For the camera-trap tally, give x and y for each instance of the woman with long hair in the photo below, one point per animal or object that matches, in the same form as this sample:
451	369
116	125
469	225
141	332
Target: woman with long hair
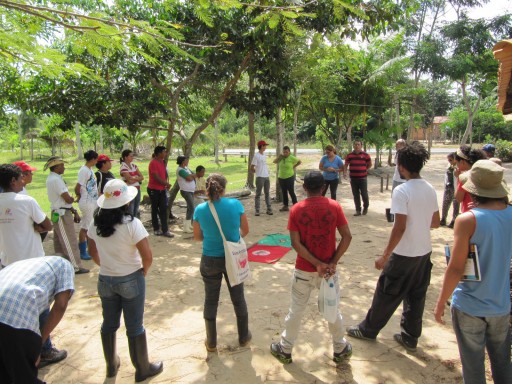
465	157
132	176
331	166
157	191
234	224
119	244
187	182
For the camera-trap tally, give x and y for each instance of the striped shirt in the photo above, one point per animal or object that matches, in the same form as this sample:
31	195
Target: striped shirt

__________________________________________________

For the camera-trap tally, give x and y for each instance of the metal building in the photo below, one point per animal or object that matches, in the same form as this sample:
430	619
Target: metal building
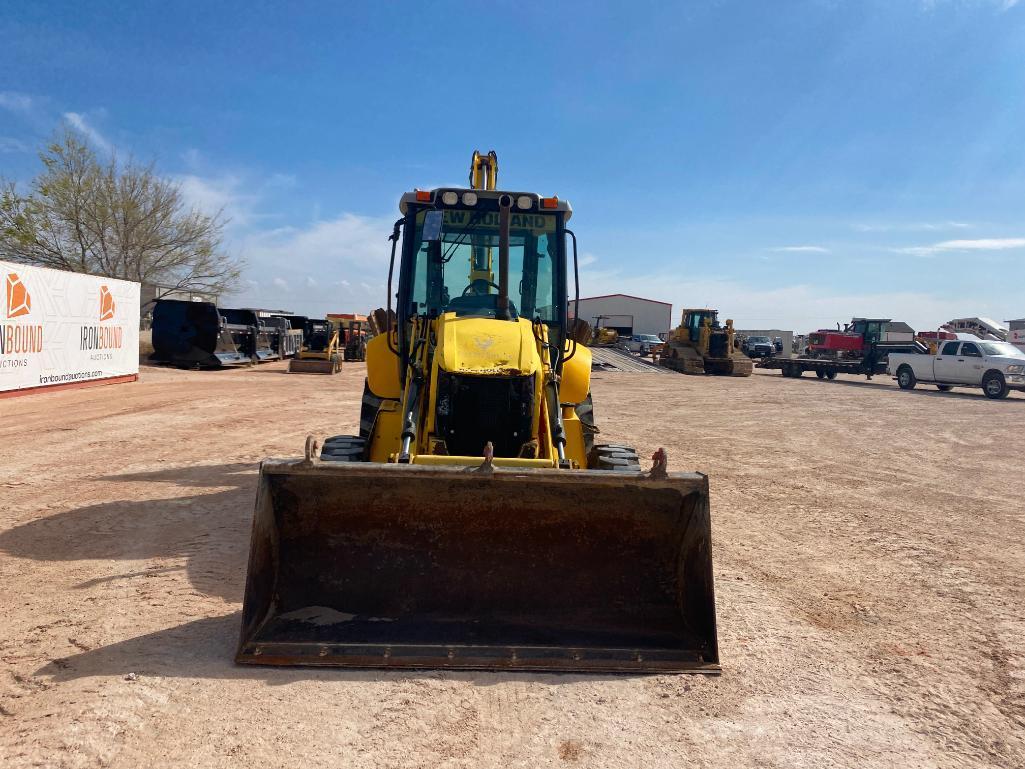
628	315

__________________________________________________

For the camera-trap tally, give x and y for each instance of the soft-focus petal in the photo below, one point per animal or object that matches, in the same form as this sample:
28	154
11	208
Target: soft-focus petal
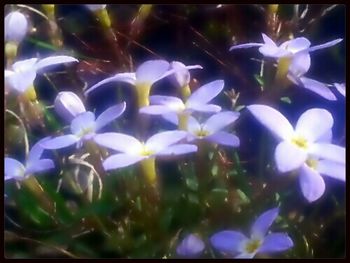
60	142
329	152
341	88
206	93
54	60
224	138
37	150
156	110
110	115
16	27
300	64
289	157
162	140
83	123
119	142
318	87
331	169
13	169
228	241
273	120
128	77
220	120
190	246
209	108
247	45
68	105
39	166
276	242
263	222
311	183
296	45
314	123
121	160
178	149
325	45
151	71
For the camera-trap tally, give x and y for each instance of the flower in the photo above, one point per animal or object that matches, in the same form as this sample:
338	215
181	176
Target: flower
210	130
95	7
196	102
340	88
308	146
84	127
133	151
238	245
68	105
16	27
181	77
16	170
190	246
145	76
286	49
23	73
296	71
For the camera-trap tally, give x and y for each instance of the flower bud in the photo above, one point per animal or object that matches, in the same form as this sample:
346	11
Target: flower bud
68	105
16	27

__________________________________________________

• Your objective
Going by the entries above, repeat exactly the lines that start at the line with "of the woman" and go on through the line with "Target: striped shirt". Pictures are not part of the copy.

• Result of this exercise
For the camera-trap tally, give x and y for each instance of the woman with long hair in the photo below, one point per animal or object that matches, in the same form as this sample:
451	369
116	125
469	225
141	332
Target: woman with long hair
465	157
132	176
331	166
157	191
234	224
119	244
187	182
For the camera-trap tally, give x and y for each instance of the striped shirt in the photo above, one point per animal or object that matches, in the same form as this sample:
31	195
Target: striped shirt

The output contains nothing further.